§ **Exercise prompt**: All lines of the entries with "below" in them must be listed.

§ **Record excerpts**:
====

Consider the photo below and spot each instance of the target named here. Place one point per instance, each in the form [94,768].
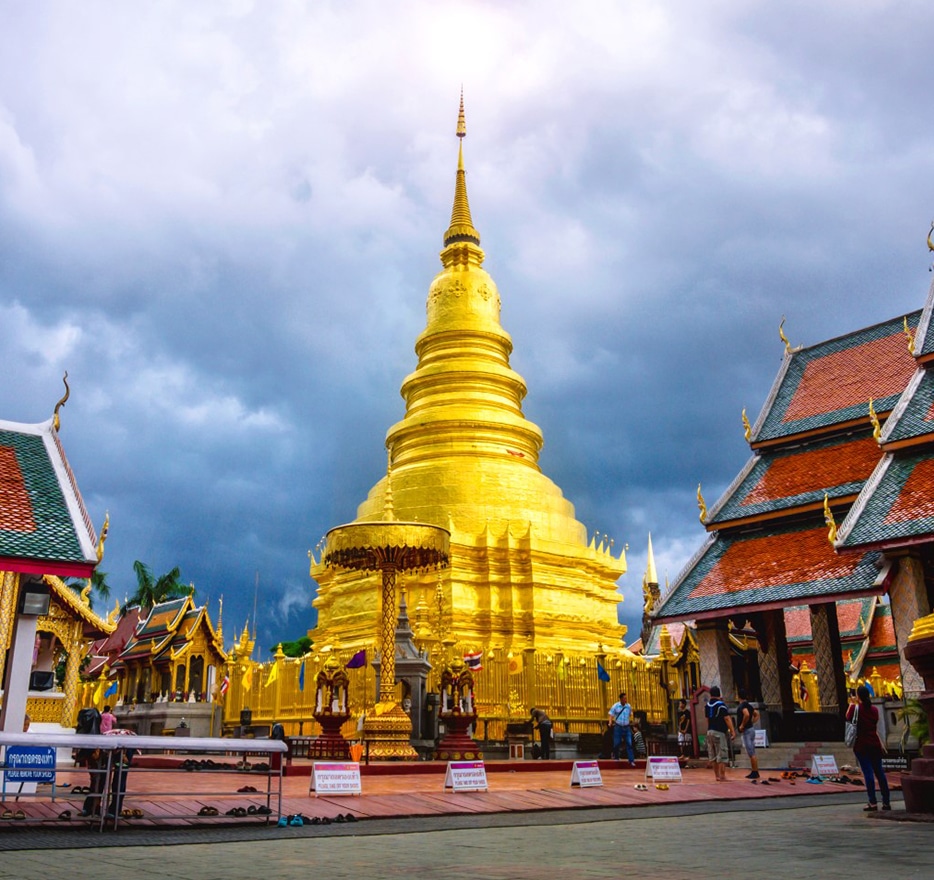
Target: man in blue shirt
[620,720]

====

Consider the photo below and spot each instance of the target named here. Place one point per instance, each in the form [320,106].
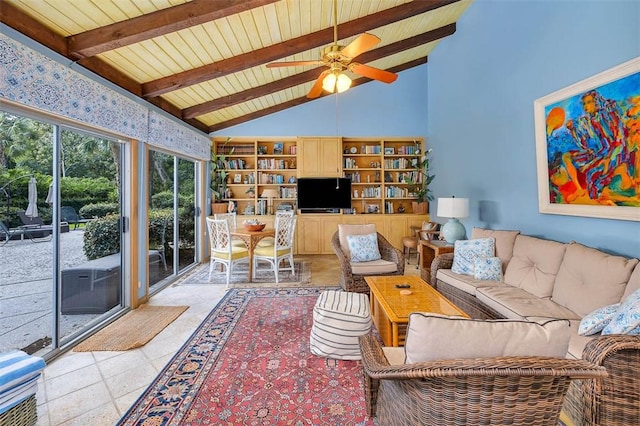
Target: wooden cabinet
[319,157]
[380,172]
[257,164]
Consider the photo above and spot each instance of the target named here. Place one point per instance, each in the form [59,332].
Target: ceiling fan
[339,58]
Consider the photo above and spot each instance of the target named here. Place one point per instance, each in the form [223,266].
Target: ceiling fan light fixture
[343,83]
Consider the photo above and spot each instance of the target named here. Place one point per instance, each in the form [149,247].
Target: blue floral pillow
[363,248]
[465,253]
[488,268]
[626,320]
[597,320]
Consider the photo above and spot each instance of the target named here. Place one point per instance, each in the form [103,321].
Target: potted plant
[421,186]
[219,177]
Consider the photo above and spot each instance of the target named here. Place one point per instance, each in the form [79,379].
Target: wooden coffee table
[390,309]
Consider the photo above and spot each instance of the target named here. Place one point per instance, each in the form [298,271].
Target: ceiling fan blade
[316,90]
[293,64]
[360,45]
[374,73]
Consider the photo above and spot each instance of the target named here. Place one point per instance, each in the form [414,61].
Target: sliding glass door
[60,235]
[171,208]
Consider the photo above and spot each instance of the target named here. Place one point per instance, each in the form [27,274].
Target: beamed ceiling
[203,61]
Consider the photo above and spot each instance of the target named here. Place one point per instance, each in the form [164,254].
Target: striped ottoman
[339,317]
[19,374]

====

§ **Result**:
Consider the photo below and spot each instance of the target named here. Place one point per instance, each in the form [94,768].
Consider the photo below and spot each instance of the target named here. Place one point per instance, each in the form [320,106].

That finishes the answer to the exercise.